### AVAILABLE RECORDS:

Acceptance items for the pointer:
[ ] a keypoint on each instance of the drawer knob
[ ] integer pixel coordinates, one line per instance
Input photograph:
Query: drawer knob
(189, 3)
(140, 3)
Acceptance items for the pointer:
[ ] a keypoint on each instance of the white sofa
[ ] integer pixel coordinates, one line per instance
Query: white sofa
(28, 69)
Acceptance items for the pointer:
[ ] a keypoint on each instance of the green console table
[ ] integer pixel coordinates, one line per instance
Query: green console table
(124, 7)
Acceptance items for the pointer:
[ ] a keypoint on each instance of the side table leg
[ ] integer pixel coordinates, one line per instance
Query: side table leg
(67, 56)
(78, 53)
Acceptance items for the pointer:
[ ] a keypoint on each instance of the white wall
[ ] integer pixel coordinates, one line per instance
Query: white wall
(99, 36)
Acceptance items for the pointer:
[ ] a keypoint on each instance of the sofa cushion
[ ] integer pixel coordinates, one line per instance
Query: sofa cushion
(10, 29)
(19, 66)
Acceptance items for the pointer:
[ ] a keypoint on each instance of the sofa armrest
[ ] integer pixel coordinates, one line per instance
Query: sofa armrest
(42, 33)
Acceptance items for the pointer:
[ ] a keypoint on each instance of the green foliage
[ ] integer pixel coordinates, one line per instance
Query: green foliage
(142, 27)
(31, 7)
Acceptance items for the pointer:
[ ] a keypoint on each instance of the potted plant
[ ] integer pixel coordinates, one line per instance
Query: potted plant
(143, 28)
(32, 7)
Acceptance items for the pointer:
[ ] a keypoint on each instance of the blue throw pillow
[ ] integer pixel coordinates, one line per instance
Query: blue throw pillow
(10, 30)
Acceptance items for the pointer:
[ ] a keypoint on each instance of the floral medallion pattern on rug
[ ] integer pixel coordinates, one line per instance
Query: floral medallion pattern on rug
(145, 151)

### TASK INSTRUCTIONS:
Above are the entries; return each one exactly.

### ANSWER BELOW:
Acceptance items for the pointer:
[ ] a keypoint on each instance of the drawer knob
[ ] integer pixel coordinates, one line per instance
Input photograph:
Query: drawer knob
(189, 3)
(140, 3)
Acceptance items for the pointer:
[ ] a keypoint on each instance of the white sofa
[ ] integer pixel coordinates, one line per instance
Query: white sofa
(28, 69)
Acceptance items for the pointer:
[ ] a keypoint on each instance of the green console table
[ ] integer pixel coordinates, one line per instance
Query: green console table
(124, 7)
Acceptance items for the pointer:
[ ] a keypoint on each instance of the side table leg
[ ] integer pixel coordinates, one line per instance
Query: side table leg
(67, 56)
(78, 53)
Acceptance items for the pointer:
[ ] a keypoint on each instance of the white wall
[ ] integer pixel coordinates, one line per instance
Query: white wall
(99, 36)
Acceptance items for the pointer:
[ ] a keypoint on each instance of the sofa cushion
[ ] integer pixel coordinates, one line per instance
Query: sofa cushion
(10, 29)
(19, 66)
Acceptance items for the pointer:
[ ] a keypoint on each instance of the sofa armrest
[ ] integer pixel coordinates, one line per instance
Query: sofa armrest
(42, 33)
Acceptance items for the pointer:
[ ] a keypoint on each instance of the green foliage
[ ] integer pixel coordinates, one line per instance
Query: green foliage
(142, 27)
(31, 7)
Acceptance items for the pointer:
[ ] a keypoint on each instance of the potted plant
[ ] integer pixel coordinates, one line per instance
Query: potted plant
(143, 28)
(32, 7)
Acceptance items for the pointer:
[ ] a keypoint on each instance of the blue throw pillow
[ ] integer pixel coordinates, one line per instance
Query: blue throw pillow
(10, 30)
Acceptance items for the pointer:
[ ] a keypoint on each instance of the floral medallion pattern on rug
[ ] integer pixel coordinates, one line per instance
Query: floral medallion pattern on rug
(145, 151)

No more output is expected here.